- Assignment: Transcribe, word for word, all of the entries below, and exclude any pictures from the copy.

- Listed records:
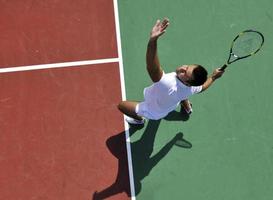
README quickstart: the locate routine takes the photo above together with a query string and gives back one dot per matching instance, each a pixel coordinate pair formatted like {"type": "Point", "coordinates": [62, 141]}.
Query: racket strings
{"type": "Point", "coordinates": [246, 44]}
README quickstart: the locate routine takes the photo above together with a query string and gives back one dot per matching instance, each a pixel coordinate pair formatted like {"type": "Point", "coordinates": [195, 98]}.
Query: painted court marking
{"type": "Point", "coordinates": [59, 65]}
{"type": "Point", "coordinates": [93, 62]}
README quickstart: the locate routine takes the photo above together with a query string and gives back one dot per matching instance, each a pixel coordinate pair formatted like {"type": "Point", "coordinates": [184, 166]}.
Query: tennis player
{"type": "Point", "coordinates": [168, 89]}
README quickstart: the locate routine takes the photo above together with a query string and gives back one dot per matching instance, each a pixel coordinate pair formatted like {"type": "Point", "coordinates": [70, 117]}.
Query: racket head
{"type": "Point", "coordinates": [245, 44]}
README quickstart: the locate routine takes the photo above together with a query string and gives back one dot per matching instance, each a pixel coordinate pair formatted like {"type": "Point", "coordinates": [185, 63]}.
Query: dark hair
{"type": "Point", "coordinates": [199, 76]}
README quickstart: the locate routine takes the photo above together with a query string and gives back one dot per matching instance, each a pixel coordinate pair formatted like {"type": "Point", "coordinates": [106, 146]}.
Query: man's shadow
{"type": "Point", "coordinates": [142, 150]}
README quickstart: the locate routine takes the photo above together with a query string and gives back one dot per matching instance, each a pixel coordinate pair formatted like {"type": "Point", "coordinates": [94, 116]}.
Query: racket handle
{"type": "Point", "coordinates": [224, 67]}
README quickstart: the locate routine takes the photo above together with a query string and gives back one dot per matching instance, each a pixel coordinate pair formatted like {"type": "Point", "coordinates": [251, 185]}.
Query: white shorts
{"type": "Point", "coordinates": [143, 111]}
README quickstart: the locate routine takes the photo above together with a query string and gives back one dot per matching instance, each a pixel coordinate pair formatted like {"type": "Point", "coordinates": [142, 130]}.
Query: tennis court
{"type": "Point", "coordinates": [66, 65]}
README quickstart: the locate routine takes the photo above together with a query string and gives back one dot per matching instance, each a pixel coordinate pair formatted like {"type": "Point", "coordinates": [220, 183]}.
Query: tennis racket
{"type": "Point", "coordinates": [245, 44]}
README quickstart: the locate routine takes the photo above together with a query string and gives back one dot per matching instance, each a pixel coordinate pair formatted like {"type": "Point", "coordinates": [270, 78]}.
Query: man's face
{"type": "Point", "coordinates": [184, 73]}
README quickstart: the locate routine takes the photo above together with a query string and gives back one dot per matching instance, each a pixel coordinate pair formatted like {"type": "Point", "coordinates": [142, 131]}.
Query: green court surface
{"type": "Point", "coordinates": [230, 130]}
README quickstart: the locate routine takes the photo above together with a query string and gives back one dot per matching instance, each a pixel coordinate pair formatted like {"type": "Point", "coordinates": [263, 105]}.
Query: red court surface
{"type": "Point", "coordinates": [54, 128]}
{"type": "Point", "coordinates": [62, 136]}
{"type": "Point", "coordinates": [52, 31]}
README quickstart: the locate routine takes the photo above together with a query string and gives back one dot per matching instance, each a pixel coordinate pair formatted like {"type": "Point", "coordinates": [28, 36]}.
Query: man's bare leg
{"type": "Point", "coordinates": [186, 104]}
{"type": "Point", "coordinates": [128, 108]}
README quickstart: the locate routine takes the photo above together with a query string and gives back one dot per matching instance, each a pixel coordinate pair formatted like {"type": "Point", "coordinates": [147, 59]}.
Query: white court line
{"type": "Point", "coordinates": [59, 65]}
{"type": "Point", "coordinates": [127, 135]}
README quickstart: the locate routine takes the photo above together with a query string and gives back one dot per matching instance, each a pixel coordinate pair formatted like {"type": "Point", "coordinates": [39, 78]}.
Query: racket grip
{"type": "Point", "coordinates": [223, 68]}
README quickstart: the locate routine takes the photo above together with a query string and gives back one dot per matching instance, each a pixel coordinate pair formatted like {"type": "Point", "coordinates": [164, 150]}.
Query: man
{"type": "Point", "coordinates": [168, 90]}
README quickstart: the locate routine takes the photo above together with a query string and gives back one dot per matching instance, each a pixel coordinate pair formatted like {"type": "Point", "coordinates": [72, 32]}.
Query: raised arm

- Answer:
README quickstart: the locate routine takes the photo above together with a query string and gives back one dot per matching instance, each a pixel coordinate pair formatted like {"type": "Point", "coordinates": [62, 141]}.
Query: racket strings
{"type": "Point", "coordinates": [246, 44]}
README quickstart: the locate routine takes the photo above together with a query string and gives back one dot per matching instance, each a pixel coordinate pair formatted like {"type": "Point", "coordinates": [195, 98]}.
Query: painted court marking
{"type": "Point", "coordinates": [59, 65]}
{"type": "Point", "coordinates": [93, 62]}
README quickstart: the locate routine takes the photo above together with a query string and gives back one dot per matching instance, each a pixel coordinate pair formatted like {"type": "Point", "coordinates": [184, 166]}.
Query: tennis player
{"type": "Point", "coordinates": [168, 89]}
README quickstart: the locate routine takes the photo above together with a query string and gives back one dot per matching instance, each a pixel coordinate pair formatted like {"type": "Point", "coordinates": [70, 117]}.
Query: racket head
{"type": "Point", "coordinates": [245, 44]}
README quickstart: the locate routine takes the photo above together with a query string and gives back one dot per matching instance, each a pixel coordinate pair formatted like {"type": "Point", "coordinates": [185, 63]}.
Query: dark hair
{"type": "Point", "coordinates": [199, 76]}
README quickstart: the locate routine takes the photo above together with a query string and gives back one dot per matching instance, each a pixel coordinate pair formatted like {"type": "Point", "coordinates": [106, 146]}.
Query: man's shadow
{"type": "Point", "coordinates": [142, 150]}
README quickstart: the locate routine takes the photo above together with a query string and gives back one dot per matching instance, each a pixel coordinate pair formatted like {"type": "Point", "coordinates": [94, 116]}.
Query: racket handle
{"type": "Point", "coordinates": [224, 67]}
README quickstart: the locate routine takes the photo above together with a query string and gives back one dot per matching instance, each a pixel coordinate pair formatted like {"type": "Point", "coordinates": [251, 185]}.
Query: white shorts
{"type": "Point", "coordinates": [143, 111]}
README quickstart: the locate routine takes the photo above together with a query string and gives back one dot per matching instance, each a pixel coordinate pair formatted like {"type": "Point", "coordinates": [142, 130]}.
Query: tennis court
{"type": "Point", "coordinates": [66, 65]}
README quickstart: the locate routine takes the photo above together with a query string and gives back one dot per matching instance, each a pixel coordinate pair formatted like {"type": "Point", "coordinates": [220, 183]}.
Query: tennis racket
{"type": "Point", "coordinates": [245, 44]}
README quickstart: the locate routine takes the photo above together with a query string and gives back one dot per matching instance, each a pixel coordinate pair formatted like {"type": "Point", "coordinates": [270, 78]}.
Query: man's face
{"type": "Point", "coordinates": [184, 73]}
README quickstart: the locate routine takes the photo above together with a query string and gives back one dot per matching instance, each a pixel coordinate pair formatted like {"type": "Point", "coordinates": [142, 131]}.
Query: green court surface
{"type": "Point", "coordinates": [230, 130]}
README quickstart: the locate routine takes the photo above together with a query string and gives back one dot per matching instance, each a pixel coordinate pair formatted like {"type": "Point", "coordinates": [263, 105]}.
Query: red court surface
{"type": "Point", "coordinates": [54, 128]}
{"type": "Point", "coordinates": [62, 136]}
{"type": "Point", "coordinates": [52, 31]}
README quickstart: the locate routine takes the photo above together with a query string and gives back one dot per matching instance, each a pixel coordinate pair formatted like {"type": "Point", "coordinates": [28, 36]}.
Query: man's bare leg
{"type": "Point", "coordinates": [186, 104]}
{"type": "Point", "coordinates": [128, 108]}
README quickstart: the locate routine takes the photo above together with a query string and gives back one dot per matching instance, each a pixel coordinate pair formatted like {"type": "Point", "coordinates": [147, 59]}.
Query: white court line
{"type": "Point", "coordinates": [59, 65]}
{"type": "Point", "coordinates": [127, 135]}
README quickstart: the locate routine takes the photo above together with a query string and gives back one dot per matching instance, each a pixel coordinate pair formatted like {"type": "Point", "coordinates": [39, 78]}.
Query: racket grip
{"type": "Point", "coordinates": [223, 68]}
README quickstart: the locate routine takes the photo above together with a query string and gives back one dot per matching instance, each a pixel coordinate pair formatted like {"type": "Point", "coordinates": [164, 150]}.
Query: man
{"type": "Point", "coordinates": [168, 90]}
README quickstart: the locate routine takes the photo above together with a query string and gives back one dot per matching instance, each a pixel coordinate pair formatted like {"type": "Point", "coordinates": [72, 32]}.
Query: raised arm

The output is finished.